REQUIREMENT A: Copy the entries below, starting at the line that has "point per instance: muddy" and continuing through the last entry. Increase every pixel coordinate in the answers by 92, and leave the pictures out.

TEXT SEGMENT:
**********

I was very pleased that Fred agreed to join the Quality During Design podcast and let me interview him for this series. Fred is a reliability engineer and management consultant and he's also the founder of Ashendo Reliability. Fred's expertise is program development, accelerated life test design and analysis, reliability statistics, risk assessment, test planning and training. He's a graduate course lecture with the University of Maryland, the initial producer of the ASQ Reliability Division webinar program and a regular speaker at Rams, the Reliability and Maintainability Symposium. He also founded and maintains a website, AshendoReliabilitycom, which is a reliability engineering professional development hub. That's Ashendo Reliability, spelled ACCENDO.

Speaker 1

Fred joined me on the Quality During Design podcast to talk about reliability in ways that affect engineering decisions and also to share actionable steps to best work with reliability engineers. In this part one of our interview, we're really kicking off the interview itself, but also talking about the kind of issues that are seen during product development understanding the issues and why it's important and what actually is the problem. We also talk about how the design team may prioritize and make decisions and what level of detail is necessary for them to be able to make those decisions. In our part two of our interview, we talk more about these themes, but focused on the culture of how teams handle information and how reliability engineers can help a team do a triage to help understand problems that they're facing or to help them make trade-off decisions within their own designs.

Speaker 1

Besides being an experienced reliability engineer, Fred is also very involved in the promotion of reliability engineering methods, speaking about them and promoting communication and conversations involving reliability engineering. Before Fred and I started talking on the Speaking of Reliability podcast, I would use his website, Ashondo Reliability to help me with my reliability endeavors. I really enjoyed talking with Fred because he always has a story to tell around the point that he's trying to make. You'll be able to see yourself or imagine yourself in these kinds of situations and may even recognize some of them, and Fred's stories will inspire you to maybe think about reliability engineering in a different way, especially when it comes to product design engineering. Hey, Fred Schenkelberg is here to talk about reliability in ways that affect engineering decisions and share actionable steps to best work with reliability engineers. Fred, welcome to the Quality During Design podcast.

Speaker 2

Well, I'm happy to be here, Diana. Thanks for the invite.

Speaker 1

We talk a lot on podcasts and online through some of the other podcasts that you have running, like Speaking of Reliability, but now you're on the Quality During Design podcast, so I appreciate being able to interview you here for the product design engineers.

Speaker 2

Well, I'm happy to be here. It's reliability. Engineering is not worth much of anything unless somebody's actually making decisions. So design engineers do that in spades. They do it all day long. So it's the folks I'd like to talk to more often too. So I'm happy to be here.

Speaker 1

You've been involved in product design in the past, so what are the kind of things that you like about product design? Now you kind of start saying, well, without product design engineers, reliability engineers wouldn't have anything to do.

Speaker 2

But it's true. It is true, I mean. I start off with the opposite of it, though is in my career I first started as a manufacturing engineer and every now and then, a design engineer would walk onto the factory floor. We were all co-located, which was, in hindsight, a great privilege to have design and manufacturing and our production facility all in one building. And every now and then, one of these design folks that had clean hands and all this other stuff they'd show up and say, hey, we need to run this experiment, we need to do this, we need to do that.

**********

REQUIREMENT B:
Answer these questions using the interview transcript:
(i) What role did Fred start his career in?
(ii) At which symposium is Fred a regular speaker?
(iii) What other podcast do Fred and the host talk on?

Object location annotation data
**********

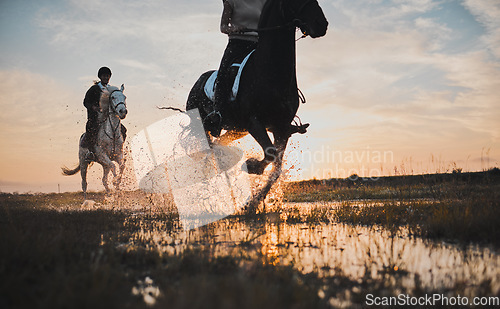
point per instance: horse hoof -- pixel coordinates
(254, 166)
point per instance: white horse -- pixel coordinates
(109, 145)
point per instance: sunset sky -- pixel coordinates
(395, 86)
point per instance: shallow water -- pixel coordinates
(360, 253)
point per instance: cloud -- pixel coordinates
(487, 12)
(37, 117)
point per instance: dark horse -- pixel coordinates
(268, 99)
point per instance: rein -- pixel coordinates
(295, 23)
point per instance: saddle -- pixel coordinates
(234, 74)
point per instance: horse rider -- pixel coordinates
(237, 17)
(91, 102)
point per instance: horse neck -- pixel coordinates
(110, 120)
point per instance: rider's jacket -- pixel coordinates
(246, 13)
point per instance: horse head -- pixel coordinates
(306, 15)
(117, 101)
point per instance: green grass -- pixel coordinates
(56, 254)
(455, 207)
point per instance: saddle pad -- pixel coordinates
(210, 84)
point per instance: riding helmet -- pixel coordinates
(102, 71)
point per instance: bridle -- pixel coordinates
(295, 23)
(113, 107)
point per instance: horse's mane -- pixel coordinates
(104, 100)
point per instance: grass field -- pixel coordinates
(58, 254)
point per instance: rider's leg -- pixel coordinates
(235, 50)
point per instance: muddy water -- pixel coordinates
(357, 252)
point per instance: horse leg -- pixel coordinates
(280, 140)
(118, 178)
(83, 172)
(105, 172)
(231, 136)
(259, 133)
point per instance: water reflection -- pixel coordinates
(360, 253)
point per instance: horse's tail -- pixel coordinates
(67, 172)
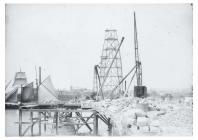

**********

FINAL RESULT A:
point per instance: muddy water -- pixel coordinates
(449, 344)
point per instance: horse leg -- pixel coordinates
(372, 232)
(210, 270)
(175, 264)
(197, 264)
(323, 228)
(351, 225)
point per instance: water reflection -- pixel coordinates
(452, 345)
point per instance: horse's tail -- pixel coordinates
(159, 264)

FINAL RESULT B:
(i) Manufacturing engineer
(ii) Rams, the Reliability and Maintainability Symposium
(iii) Speaking of Reliability